Go through the listing below and show each line that has the word "wooden".

#### SUPPLIED MATERIAL ####

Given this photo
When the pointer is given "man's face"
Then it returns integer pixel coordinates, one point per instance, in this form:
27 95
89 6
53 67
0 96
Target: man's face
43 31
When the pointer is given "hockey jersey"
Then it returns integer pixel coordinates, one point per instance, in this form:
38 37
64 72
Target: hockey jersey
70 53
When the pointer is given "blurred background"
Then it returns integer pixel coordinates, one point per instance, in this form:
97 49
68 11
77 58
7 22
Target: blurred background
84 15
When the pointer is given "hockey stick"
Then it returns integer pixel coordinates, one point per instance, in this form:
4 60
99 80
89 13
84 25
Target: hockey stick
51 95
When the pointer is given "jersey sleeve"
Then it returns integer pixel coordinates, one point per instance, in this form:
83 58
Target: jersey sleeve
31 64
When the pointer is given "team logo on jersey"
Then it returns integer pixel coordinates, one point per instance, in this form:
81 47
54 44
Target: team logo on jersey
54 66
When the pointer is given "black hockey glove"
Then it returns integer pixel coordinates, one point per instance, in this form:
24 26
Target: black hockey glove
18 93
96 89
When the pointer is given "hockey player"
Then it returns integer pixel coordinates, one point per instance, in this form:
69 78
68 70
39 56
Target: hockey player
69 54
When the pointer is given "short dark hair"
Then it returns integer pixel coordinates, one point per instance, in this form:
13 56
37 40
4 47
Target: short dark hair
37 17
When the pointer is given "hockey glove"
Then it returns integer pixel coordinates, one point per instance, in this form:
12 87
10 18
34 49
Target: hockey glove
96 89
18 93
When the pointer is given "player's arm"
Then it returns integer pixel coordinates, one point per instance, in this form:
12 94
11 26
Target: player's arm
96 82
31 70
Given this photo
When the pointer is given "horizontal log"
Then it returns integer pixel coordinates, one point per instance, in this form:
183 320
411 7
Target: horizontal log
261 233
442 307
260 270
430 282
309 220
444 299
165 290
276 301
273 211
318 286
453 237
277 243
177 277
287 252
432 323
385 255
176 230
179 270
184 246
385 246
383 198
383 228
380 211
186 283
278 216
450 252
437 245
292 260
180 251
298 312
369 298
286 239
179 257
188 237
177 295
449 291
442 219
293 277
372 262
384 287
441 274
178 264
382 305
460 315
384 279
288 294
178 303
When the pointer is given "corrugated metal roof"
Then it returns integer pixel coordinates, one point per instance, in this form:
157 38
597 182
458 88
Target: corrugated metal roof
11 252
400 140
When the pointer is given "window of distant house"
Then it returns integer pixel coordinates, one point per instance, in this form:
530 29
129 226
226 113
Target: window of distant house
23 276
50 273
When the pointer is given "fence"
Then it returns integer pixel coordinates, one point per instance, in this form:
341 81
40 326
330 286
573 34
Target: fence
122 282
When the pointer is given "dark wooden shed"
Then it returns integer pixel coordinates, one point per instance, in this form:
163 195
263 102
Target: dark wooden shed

####

**RESPONSE TO THE TASK**:
When the pointer is given "dark wooden shed"
Target: dark wooden shed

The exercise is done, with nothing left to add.